## TO DO
Turn everything from the very start of the entries down to and including the line with "positive clicks: (1482, 547)" into a Markdown table. Use two columns, Row for a running number and Line for the text of each line, and leave out blank lines.
-- RECORDS TO PROCESS follows --
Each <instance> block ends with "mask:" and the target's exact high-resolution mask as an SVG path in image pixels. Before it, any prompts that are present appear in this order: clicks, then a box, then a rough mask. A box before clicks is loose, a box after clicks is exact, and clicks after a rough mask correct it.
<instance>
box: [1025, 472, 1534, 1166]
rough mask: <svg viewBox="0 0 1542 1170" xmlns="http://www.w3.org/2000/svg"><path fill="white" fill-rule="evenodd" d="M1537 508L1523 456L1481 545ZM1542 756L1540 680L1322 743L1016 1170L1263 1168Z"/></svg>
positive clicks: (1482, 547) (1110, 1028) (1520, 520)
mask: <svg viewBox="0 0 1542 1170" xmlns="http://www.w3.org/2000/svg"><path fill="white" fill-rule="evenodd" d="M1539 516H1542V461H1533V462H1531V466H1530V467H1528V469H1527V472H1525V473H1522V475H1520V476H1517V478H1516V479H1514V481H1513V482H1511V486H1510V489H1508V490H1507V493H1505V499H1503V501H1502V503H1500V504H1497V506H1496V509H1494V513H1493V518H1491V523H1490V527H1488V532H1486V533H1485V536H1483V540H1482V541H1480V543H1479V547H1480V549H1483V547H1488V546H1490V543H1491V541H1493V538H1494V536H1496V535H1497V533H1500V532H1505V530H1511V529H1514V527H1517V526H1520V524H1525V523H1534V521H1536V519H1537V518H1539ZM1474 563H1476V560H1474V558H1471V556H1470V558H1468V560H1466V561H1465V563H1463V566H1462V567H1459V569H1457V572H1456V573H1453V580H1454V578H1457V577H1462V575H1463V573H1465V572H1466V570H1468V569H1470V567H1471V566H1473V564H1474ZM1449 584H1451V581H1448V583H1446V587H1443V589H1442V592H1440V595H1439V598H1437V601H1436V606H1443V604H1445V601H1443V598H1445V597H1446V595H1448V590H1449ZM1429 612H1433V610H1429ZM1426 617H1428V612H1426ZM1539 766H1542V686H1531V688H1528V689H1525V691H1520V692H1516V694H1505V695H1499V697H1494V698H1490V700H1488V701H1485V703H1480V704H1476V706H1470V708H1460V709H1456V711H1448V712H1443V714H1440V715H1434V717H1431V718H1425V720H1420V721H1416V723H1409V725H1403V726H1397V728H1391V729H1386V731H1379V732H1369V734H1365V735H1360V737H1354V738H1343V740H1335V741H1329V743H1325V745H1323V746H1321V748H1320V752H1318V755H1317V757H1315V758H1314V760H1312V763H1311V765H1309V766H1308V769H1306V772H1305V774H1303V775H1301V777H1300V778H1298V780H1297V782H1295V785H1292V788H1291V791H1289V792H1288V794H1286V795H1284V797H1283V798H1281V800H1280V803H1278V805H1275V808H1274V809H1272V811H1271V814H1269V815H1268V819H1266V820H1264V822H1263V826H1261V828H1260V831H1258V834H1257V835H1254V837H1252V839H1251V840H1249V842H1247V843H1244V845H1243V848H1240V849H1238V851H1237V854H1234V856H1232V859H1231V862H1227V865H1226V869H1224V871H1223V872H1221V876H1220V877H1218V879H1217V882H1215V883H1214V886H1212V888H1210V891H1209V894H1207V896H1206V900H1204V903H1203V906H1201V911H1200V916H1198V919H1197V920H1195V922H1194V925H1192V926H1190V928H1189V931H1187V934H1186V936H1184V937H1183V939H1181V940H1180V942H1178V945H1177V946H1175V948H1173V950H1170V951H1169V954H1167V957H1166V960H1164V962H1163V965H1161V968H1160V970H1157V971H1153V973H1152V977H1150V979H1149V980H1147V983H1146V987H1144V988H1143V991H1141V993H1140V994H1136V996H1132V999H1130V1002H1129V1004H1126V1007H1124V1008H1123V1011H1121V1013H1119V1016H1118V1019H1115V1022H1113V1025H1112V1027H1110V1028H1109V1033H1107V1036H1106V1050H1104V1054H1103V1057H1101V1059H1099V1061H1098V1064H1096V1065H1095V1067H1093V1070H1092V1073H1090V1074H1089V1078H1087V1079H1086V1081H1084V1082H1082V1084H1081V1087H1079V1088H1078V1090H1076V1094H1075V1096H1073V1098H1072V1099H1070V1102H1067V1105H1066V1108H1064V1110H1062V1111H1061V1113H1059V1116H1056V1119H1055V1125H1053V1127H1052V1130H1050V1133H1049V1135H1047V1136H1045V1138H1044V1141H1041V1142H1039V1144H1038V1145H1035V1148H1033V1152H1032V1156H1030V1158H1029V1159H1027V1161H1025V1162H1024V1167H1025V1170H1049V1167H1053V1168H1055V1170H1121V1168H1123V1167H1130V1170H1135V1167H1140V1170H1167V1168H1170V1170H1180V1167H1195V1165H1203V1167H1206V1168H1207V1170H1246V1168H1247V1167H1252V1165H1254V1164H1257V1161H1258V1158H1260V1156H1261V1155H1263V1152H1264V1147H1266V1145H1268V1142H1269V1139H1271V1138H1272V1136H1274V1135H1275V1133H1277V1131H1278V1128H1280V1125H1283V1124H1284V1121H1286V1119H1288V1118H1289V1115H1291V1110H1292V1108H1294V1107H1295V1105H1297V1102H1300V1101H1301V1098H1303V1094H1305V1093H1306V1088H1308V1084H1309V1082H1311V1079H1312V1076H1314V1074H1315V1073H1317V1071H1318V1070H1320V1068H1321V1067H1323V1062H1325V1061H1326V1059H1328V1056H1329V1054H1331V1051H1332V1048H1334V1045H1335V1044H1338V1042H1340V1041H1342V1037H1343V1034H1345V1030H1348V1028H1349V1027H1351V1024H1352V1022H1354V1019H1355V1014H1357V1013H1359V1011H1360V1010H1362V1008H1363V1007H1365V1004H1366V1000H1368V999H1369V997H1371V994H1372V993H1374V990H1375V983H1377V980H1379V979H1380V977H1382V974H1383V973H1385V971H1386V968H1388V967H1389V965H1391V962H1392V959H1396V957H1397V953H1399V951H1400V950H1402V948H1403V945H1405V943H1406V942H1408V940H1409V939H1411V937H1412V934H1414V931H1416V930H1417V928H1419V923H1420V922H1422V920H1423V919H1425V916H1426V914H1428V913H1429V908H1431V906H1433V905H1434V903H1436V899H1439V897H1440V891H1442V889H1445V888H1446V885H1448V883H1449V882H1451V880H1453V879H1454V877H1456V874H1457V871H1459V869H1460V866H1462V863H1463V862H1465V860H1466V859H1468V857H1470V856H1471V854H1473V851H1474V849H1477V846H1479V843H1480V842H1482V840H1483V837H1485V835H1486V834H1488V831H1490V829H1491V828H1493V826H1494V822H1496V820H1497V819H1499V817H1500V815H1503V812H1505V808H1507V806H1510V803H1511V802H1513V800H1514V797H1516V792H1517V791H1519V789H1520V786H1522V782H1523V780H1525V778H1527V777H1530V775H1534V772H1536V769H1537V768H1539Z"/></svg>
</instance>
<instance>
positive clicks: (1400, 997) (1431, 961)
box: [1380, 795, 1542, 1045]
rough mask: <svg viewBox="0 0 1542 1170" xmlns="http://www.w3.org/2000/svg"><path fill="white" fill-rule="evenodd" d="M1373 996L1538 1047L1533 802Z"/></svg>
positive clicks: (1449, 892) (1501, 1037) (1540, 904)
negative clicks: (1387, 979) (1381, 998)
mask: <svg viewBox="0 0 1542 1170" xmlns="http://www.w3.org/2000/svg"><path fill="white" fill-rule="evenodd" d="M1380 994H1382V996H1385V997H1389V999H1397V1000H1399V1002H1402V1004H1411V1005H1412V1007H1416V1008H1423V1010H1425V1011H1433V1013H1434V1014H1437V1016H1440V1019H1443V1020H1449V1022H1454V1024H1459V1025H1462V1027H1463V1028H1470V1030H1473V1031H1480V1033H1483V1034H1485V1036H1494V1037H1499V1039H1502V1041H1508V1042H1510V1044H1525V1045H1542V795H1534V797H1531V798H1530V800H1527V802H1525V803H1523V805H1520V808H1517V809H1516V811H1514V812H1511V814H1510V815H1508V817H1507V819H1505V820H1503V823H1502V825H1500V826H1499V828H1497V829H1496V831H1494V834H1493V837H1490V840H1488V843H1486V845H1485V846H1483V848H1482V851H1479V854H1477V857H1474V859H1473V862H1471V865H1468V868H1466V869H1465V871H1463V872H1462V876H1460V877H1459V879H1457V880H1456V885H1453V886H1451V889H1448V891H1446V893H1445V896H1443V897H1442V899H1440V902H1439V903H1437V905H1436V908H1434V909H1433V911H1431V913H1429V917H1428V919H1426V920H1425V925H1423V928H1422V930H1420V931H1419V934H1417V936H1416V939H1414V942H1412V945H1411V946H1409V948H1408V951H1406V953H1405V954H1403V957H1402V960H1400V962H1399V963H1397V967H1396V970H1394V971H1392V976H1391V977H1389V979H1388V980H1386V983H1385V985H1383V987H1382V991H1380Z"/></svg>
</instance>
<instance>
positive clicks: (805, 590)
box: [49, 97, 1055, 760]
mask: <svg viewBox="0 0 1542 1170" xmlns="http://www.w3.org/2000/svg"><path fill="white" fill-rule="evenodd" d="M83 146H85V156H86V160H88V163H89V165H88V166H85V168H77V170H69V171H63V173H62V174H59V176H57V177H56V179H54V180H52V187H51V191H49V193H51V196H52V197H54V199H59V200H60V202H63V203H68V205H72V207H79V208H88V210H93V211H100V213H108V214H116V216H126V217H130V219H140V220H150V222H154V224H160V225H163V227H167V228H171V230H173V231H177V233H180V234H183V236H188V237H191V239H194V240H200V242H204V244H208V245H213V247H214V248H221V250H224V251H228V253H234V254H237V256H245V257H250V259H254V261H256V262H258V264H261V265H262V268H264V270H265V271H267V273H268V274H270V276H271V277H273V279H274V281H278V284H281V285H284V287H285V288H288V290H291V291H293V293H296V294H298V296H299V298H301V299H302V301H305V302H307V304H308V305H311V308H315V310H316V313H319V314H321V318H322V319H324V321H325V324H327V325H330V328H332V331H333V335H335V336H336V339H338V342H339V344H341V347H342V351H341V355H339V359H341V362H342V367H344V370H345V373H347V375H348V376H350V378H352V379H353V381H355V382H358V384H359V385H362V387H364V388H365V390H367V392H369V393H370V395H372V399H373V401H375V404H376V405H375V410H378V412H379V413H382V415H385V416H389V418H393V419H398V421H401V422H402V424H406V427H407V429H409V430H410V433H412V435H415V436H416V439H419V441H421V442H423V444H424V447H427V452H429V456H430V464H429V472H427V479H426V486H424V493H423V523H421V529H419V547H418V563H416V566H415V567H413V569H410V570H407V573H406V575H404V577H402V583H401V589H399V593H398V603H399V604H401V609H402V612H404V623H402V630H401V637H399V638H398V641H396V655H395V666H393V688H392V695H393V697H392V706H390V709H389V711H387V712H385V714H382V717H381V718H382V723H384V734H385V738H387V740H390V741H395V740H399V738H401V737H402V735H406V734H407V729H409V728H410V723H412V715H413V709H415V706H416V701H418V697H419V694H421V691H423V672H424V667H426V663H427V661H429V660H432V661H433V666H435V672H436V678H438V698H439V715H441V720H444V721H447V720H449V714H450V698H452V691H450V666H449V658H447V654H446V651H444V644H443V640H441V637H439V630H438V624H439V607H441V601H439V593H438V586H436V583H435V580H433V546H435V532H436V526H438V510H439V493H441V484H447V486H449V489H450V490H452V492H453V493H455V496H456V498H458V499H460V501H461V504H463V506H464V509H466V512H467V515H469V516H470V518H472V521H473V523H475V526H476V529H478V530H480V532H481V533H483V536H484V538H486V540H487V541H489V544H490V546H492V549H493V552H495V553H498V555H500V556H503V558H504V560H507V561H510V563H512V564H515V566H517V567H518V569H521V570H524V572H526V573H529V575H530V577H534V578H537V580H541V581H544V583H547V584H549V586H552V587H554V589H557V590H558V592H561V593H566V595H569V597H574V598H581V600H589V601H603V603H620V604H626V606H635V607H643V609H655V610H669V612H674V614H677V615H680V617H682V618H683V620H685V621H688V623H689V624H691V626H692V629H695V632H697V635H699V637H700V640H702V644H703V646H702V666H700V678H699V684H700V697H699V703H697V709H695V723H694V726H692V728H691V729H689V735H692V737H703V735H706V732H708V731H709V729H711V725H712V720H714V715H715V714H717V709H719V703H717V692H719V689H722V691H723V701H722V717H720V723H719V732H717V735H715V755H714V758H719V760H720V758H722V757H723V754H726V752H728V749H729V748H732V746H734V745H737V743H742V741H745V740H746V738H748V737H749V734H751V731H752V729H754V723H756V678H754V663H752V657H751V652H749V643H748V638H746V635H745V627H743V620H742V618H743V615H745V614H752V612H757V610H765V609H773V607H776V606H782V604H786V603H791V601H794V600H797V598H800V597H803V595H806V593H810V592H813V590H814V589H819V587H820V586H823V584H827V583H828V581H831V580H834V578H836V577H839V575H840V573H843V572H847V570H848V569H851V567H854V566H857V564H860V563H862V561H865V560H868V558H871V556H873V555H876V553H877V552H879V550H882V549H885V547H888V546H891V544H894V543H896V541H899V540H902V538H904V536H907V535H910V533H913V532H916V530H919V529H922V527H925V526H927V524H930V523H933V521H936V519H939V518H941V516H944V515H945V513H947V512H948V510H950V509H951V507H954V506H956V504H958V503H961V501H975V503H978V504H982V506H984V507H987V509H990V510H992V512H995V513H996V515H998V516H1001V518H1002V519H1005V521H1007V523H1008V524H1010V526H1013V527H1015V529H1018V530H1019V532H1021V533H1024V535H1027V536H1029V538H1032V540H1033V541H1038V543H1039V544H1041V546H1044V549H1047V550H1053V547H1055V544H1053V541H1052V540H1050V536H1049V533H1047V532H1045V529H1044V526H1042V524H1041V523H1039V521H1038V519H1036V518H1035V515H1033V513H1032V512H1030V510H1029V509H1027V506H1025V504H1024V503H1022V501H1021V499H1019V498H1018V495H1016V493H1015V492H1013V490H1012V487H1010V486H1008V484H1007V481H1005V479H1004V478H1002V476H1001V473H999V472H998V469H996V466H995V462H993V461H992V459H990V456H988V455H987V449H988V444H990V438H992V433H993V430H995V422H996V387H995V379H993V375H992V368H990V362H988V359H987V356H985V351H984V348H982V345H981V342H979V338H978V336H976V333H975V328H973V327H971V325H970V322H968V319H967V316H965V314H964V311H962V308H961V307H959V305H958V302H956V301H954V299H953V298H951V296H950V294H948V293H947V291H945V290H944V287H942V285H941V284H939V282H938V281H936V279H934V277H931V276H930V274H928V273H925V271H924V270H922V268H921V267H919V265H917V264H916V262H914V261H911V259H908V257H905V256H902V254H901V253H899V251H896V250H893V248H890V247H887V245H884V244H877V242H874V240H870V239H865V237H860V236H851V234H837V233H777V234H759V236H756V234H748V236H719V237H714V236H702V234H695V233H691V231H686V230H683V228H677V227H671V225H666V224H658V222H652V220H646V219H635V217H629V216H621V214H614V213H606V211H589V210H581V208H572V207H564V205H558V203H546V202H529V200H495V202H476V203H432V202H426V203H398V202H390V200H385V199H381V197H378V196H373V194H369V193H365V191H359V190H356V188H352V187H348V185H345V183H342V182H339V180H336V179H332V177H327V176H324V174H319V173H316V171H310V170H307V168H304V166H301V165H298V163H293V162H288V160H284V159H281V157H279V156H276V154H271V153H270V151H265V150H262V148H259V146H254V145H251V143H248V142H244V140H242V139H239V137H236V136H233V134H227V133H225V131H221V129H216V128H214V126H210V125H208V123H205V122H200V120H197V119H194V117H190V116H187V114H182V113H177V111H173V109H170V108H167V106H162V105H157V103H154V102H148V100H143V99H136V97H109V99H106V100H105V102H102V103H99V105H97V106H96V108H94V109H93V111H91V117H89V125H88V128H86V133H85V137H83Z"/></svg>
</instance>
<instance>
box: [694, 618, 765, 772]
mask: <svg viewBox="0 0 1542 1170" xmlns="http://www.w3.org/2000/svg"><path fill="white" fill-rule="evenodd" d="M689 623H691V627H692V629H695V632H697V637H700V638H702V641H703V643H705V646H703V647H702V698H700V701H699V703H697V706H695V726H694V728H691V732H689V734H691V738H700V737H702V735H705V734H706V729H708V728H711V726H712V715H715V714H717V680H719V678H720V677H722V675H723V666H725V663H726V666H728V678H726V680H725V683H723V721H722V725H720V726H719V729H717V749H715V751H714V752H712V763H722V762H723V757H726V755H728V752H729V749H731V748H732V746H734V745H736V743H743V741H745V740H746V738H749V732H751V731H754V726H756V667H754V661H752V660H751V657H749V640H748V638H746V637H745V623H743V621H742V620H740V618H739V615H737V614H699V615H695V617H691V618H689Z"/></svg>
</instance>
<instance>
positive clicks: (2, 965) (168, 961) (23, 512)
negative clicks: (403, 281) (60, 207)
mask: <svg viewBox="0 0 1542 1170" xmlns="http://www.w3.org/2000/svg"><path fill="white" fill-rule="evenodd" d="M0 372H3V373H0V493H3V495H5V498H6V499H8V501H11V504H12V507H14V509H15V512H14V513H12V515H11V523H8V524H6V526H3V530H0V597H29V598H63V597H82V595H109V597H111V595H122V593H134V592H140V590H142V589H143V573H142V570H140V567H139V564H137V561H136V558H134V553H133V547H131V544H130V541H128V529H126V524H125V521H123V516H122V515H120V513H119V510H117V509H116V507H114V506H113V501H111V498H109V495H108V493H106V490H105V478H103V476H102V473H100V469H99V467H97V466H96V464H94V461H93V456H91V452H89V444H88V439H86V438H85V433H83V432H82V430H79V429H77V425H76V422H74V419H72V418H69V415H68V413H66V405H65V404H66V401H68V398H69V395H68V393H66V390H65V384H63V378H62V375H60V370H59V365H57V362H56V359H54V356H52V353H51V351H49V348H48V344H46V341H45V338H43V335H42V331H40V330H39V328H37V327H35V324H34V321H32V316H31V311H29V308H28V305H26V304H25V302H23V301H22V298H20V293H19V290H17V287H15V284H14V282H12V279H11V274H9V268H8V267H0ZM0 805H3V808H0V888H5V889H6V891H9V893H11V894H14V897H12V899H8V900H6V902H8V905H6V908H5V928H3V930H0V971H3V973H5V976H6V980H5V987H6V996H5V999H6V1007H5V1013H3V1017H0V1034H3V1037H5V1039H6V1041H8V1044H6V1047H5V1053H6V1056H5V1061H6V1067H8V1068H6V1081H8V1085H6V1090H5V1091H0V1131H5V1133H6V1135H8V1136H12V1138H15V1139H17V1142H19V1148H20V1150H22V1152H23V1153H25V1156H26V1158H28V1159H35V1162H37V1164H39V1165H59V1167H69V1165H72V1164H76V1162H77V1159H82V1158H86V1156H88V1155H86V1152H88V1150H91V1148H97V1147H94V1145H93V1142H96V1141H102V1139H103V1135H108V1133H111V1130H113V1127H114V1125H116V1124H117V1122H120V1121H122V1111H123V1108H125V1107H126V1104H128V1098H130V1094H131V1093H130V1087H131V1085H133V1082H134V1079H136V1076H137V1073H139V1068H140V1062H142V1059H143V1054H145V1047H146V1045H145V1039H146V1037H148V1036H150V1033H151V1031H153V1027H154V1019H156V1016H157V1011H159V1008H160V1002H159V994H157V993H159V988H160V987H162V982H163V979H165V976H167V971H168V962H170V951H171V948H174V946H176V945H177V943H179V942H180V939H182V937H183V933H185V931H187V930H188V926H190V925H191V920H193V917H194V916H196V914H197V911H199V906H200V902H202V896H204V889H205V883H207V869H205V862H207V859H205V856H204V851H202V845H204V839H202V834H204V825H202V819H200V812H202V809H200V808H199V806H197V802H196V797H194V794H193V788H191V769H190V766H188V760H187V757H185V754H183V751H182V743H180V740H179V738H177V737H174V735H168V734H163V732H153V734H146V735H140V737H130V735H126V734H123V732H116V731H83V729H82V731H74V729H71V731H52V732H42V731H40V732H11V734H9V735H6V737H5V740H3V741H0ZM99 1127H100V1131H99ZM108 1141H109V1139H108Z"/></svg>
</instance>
-- RECORDS TO PROCESS concluded --
## TASK RESPONSE
| Row | Line |
|---|---|
| 1 | Each <instance> block ends with "mask:" and the target's exact high-resolution mask as an SVG path in image pixels. Before it, any prompts that are present appear in this order: clicks, then a box, then a rough mask. A box before clicks is loose, a box after clicks is exact, and clicks after a rough mask correct it. |
| 2 | <instance> |
| 3 | box: [1025, 472, 1534, 1166] |
| 4 | rough mask: <svg viewBox="0 0 1542 1170" xmlns="http://www.w3.org/2000/svg"><path fill="white" fill-rule="evenodd" d="M1537 508L1523 456L1481 545ZM1542 756L1540 680L1322 743L1016 1170L1263 1168Z"/></svg> |
| 5 | positive clicks: (1482, 547) (1110, 1028) (1520, 520) |